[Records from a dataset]

##########

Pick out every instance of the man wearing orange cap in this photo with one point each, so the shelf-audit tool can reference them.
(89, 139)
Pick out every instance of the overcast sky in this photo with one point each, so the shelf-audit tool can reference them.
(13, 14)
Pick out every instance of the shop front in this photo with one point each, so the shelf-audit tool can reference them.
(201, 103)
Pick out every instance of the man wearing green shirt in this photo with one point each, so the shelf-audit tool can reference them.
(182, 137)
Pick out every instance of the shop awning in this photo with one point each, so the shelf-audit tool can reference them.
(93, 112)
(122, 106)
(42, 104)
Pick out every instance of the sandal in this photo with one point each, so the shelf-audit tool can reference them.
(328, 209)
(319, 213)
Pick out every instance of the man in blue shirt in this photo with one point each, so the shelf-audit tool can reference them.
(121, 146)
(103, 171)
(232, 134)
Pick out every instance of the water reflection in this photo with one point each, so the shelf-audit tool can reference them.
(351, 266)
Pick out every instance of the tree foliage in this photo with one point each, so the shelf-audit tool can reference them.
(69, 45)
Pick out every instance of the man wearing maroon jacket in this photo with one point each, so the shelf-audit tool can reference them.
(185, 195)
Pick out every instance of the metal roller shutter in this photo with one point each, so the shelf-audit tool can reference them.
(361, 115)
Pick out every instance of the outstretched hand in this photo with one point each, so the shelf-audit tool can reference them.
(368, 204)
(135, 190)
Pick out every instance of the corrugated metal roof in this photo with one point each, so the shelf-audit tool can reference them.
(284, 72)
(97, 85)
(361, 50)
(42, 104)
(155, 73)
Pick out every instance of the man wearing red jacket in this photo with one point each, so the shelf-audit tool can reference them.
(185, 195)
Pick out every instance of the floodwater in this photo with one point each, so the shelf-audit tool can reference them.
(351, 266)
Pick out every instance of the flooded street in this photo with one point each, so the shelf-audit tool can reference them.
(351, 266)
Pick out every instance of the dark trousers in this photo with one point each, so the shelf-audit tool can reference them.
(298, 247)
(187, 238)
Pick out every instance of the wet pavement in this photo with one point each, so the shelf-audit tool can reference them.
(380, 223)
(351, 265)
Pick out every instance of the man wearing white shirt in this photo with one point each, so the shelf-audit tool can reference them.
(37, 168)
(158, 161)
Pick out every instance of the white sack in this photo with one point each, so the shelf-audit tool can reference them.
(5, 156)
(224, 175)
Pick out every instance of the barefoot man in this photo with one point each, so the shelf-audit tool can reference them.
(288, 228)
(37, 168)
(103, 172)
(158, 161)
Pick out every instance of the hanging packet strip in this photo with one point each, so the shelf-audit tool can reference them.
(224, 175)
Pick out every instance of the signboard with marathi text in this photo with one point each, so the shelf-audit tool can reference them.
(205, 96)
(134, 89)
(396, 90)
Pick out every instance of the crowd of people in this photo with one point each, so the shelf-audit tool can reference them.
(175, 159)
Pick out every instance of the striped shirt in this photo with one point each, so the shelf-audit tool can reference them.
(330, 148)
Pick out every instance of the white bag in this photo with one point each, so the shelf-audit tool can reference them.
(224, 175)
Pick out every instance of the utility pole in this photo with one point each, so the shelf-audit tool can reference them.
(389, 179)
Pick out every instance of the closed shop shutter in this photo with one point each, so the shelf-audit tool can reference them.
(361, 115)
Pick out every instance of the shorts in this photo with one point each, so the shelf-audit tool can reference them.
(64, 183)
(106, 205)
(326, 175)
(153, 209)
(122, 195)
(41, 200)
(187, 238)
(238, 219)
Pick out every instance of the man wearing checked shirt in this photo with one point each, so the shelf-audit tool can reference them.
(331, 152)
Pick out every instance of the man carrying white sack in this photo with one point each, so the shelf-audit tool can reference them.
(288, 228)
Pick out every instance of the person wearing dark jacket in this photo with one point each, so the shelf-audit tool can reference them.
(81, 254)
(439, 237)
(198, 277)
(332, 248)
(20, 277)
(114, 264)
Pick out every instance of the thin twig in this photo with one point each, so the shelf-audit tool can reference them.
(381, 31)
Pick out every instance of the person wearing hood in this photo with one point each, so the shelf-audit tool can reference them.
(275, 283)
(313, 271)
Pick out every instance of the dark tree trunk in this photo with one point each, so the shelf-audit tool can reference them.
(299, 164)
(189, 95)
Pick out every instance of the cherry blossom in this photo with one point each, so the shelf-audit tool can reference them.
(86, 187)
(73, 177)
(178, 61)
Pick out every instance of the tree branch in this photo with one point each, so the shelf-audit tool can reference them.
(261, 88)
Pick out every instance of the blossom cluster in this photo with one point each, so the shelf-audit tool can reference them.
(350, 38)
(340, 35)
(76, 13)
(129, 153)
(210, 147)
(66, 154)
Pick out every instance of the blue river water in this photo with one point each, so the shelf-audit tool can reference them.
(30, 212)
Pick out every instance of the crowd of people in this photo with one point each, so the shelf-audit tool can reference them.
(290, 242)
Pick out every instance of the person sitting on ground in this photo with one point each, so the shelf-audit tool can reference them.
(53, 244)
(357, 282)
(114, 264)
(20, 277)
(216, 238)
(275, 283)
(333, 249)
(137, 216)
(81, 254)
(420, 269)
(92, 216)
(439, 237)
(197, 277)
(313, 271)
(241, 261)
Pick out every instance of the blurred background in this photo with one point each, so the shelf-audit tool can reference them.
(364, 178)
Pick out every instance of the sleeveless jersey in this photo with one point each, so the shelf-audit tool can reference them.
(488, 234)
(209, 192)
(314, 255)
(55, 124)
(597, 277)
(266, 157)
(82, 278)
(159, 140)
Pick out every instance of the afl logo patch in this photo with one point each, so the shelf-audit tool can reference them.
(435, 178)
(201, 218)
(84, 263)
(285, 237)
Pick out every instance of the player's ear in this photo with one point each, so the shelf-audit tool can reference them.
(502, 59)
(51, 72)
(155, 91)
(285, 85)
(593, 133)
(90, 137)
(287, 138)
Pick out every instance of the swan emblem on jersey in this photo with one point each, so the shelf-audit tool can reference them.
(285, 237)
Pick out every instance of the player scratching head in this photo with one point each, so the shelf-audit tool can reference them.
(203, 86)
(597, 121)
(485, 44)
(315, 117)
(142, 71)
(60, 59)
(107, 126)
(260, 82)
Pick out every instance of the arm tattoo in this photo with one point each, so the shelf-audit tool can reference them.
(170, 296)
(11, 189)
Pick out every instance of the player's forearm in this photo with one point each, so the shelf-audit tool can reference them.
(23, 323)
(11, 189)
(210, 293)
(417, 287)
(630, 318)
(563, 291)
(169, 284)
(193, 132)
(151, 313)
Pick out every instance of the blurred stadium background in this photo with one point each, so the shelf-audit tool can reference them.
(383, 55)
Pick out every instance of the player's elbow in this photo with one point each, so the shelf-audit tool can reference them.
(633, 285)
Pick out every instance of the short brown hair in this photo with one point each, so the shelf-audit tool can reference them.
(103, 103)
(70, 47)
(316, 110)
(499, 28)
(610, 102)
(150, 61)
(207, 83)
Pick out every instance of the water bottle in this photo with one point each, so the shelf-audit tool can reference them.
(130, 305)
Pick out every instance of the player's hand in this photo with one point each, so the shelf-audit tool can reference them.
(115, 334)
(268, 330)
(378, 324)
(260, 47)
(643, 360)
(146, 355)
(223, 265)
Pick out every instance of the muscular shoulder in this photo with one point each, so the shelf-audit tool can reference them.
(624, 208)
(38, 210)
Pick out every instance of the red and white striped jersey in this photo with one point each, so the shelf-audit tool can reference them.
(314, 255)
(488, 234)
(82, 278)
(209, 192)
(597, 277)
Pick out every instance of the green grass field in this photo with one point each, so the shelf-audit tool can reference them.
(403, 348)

##########

[Stated exercise]: Exact output of every entry is required.

[Answer below]:
Pick out every instance of the man wearing orange cap in this photo with one point each, so the shelf-audit tool can reference them.
(89, 139)
Pick out every instance of the overcast sky in this photo with one point each, so the shelf-audit tool can reference them.
(13, 14)
Pick out every instance of the shop front in this photo with one point each, so the shelf-audit tool can reference them.
(201, 103)
Pick out every instance of the man wearing green shirt in this photo with one point each, so the shelf-audit tool can reference them.
(182, 137)
Pick out every instance of the shop awning in this photo with one point each, so the shelf-audit tool can reference them.
(93, 112)
(122, 106)
(42, 104)
Pick out every instance of the sandal in this photo with one point each, so the shelf-audit tool can reference them.
(328, 209)
(319, 213)
Pick out every instance of the man in blue shirt in this photo with one point each, so the shelf-audit tool can reference them.
(121, 146)
(103, 171)
(232, 134)
Pick out every instance of the water reflection in this photo with one point each, so the shelf-audit tool can reference them.
(351, 266)
Pick out every instance of the tree foliage in this photo with one point each, so the shelf-audit tool can reference them.
(69, 45)
Pick out every instance of the man wearing maroon jacket in this photo with one point each, so the shelf-audit tool can reference them.
(185, 195)
Pick out every instance of the metal roller shutter in this photo with one point each, so the shelf-audit tool can reference them.
(361, 115)
Pick out every instance of the outstretched hand in this photo with one point each, so the shelf-audit tool can reference them.
(368, 204)
(135, 190)
Pick out every instance of the corrugated metal roof in this photo with one point each, so the shelf-audit tool can reference them.
(284, 72)
(97, 85)
(361, 50)
(42, 104)
(155, 73)
Pick out every instance of the man wearing red jacket in this photo with one point each, so the shelf-audit tool can reference them.
(185, 195)
Pick out every instance of the floodwater in this photo with one point each, so the shelf-audit tool can reference them.
(351, 266)
Pick out every instance of the flooded street in this photo with one point each, so the shelf-audit tool can reference them.
(351, 266)
Pick out every instance of the dark trousers in this photo with one point each, so the shelf-audit tool can reference them.
(298, 247)
(187, 238)
Pick out every instance of the wet pavement in this photo with one point each, so the shelf-audit tool can reference them.
(380, 223)
(351, 265)
Pick out every instance of the man wearing white shirt in this photo with one point each, so the shelf-audit tool can reference them.
(37, 168)
(158, 161)
Pick out every instance of the white sack in this photo with one point each, so the shelf-audit tool can reference them.
(5, 156)
(224, 175)
Pick out every instance of the barefoot man in this photo with one point each, so the shelf-audit tool can reference them.
(288, 228)
(37, 168)
(103, 172)
(158, 161)
Pick out every instance of the hanging packet strip in this photo with one point each, so the shelf-audit tool can reference them.
(224, 175)
Pick out every instance of the signboard with marathi text in this photo with one point each, so the shelf-audit tool can reference them.
(205, 96)
(134, 89)
(396, 90)
Pick out every instance of the crowd of people in this photo with one point each, so the shelf-audit tool can reference them.
(175, 159)
Pick out every instance of the striped shirt in this photo with one point each, so the shelf-audit tool can reference them.
(330, 148)
Pick out every instance of the white bag in this photo with one point each, so the shelf-audit tool can reference them.
(224, 175)
Pick out every instance of the utility pole in this photo with one point each, so the shelf-audit tool can reference them.
(389, 179)
Pick out every instance of the closed shop shutter in this photo with one point each, so the shelf-audit tool can reference them.
(361, 115)
Pick out every instance of the shorts in this photo with one point each, so the shelf-audit tool can reference them.
(64, 183)
(106, 205)
(326, 175)
(153, 209)
(122, 195)
(41, 200)
(187, 238)
(238, 219)
Pick out every instance of the man wearing checked shirt in this photo with one point each, so the shelf-audit tool can reference them.
(331, 152)
Pick out every instance of the man carrying white sack in this photo with one point each, so the shelf-audit tool can reference them.
(288, 228)
Pick out every instance of the person wearing dark jacket in this photo with one point each, so the shelf-audit tool can reference them.
(81, 254)
(439, 237)
(198, 277)
(332, 248)
(20, 277)
(114, 264)
Pick out every instance of the thin twig in this photo with one point each, so the shelf-audit tool can reference them.
(381, 31)
Pick out every instance of the person wearing hood in this photo with one point each, so the shelf-audit tool can reference them.
(275, 283)
(313, 271)
Pick out every instance of the dark tree trunk in this photo with one point each, so the shelf-audit tool can reference them.
(299, 164)
(189, 95)
Pick out every instance of the cherry blossom in this photo with one point each, so the shelf-audit tool can reference them.
(86, 187)
(73, 177)
(178, 61)
Pick out every instance of the tree branch in this photo with one point each, so the shelf-audit tool can reference them.
(261, 88)
Pick out every instance of the blossom cluster in this photo with one point each, so the shelf-audit tool can reference them.
(350, 38)
(340, 35)
(76, 13)
(129, 153)
(210, 147)
(66, 154)
Pick out every instance of the blue river water in this photo with one point each, so the shelf-audit tool can reference them.
(30, 212)
Pick out every instance of the crowd of people in this photo with one point each, so the shelf-audit tool can reference them.
(290, 242)
Pick out every instance of the person sitting on ground in this photo with one point each, so the shelf-audit tool can reference them.
(53, 244)
(357, 282)
(114, 264)
(20, 277)
(216, 238)
(275, 283)
(333, 249)
(137, 216)
(81, 254)
(420, 269)
(92, 216)
(439, 237)
(197, 277)
(313, 271)
(241, 261)
Pick out every instance of the blurred background in this photo with one point each, so the shelf-audit tool can reference them.
(364, 178)
Pick out every instance of the sleeveless jersey in this photo with one point each, so the shelf-audit tool can reference them.
(488, 234)
(209, 192)
(314, 255)
(55, 124)
(597, 277)
(266, 157)
(82, 278)
(159, 140)
Pick out every instance of the afl logo patch in this photo with one point each, so the shelf-audit tool can reference them.
(435, 178)
(201, 218)
(84, 263)
(285, 237)
Pick out every instance of the player's ear in this photo with one point each, so the shelf-audit tool can reference them.
(502, 59)
(51, 72)
(155, 91)
(285, 85)
(593, 133)
(90, 137)
(287, 138)
Pick out every instance of the swan emblem on jersey in this photo with one point each, so the shelf-audit tool can reference them.
(285, 237)
Pick out every instance of the player scratching head in this photo with one point each, so the shelf-audit tool can reference them.
(203, 86)
(597, 121)
(485, 44)
(315, 117)
(142, 71)
(60, 59)
(107, 126)
(260, 82)
Pick out every instance of the arm tattoo in this photo with one point each, so the shelf-audit tool can reference them.
(170, 296)
(11, 189)
Pick out every instance of the player's forearm in this photo with one point each, so the shelf-audit tool can reference them.
(23, 323)
(11, 189)
(210, 293)
(417, 287)
(630, 318)
(563, 291)
(169, 284)
(193, 132)
(151, 313)
Pick out every instance of the blurred stadium background in this photo with one point each, so the shelf-audit tool can reference them.
(383, 55)
Pick out every instance of the player's elbow in this photo with one point each, so the shelf-audit tool can reference them.
(633, 285)
Pick out every instance of the short brown hair in this photo with one point each, so the shelf-audit tool can reference them.
(103, 103)
(70, 47)
(316, 110)
(499, 28)
(610, 102)
(150, 61)
(207, 83)
Pick out every instance of the water bottle in this photo with one point each, so the shelf-audit tool can reference them.
(130, 305)
Pick out every instance of the player's hand in this photo with one point each, so the shelf-audit tool can reference them.
(115, 334)
(268, 330)
(378, 324)
(260, 47)
(643, 360)
(146, 355)
(223, 265)
Pick out every instance of the muscular shoulder in this photo with one point each, so the shelf-audit tool can reference them.
(624, 208)
(38, 210)
Pick out every instance of the red and white striped jersey in this photo with one point each, so the shelf-audit tool can reference them.
(314, 255)
(488, 234)
(82, 278)
(209, 192)
(597, 277)
Pick out every instance of the green grass field in this photo with one point each, so the shelf-audit tool can reference them.
(403, 348)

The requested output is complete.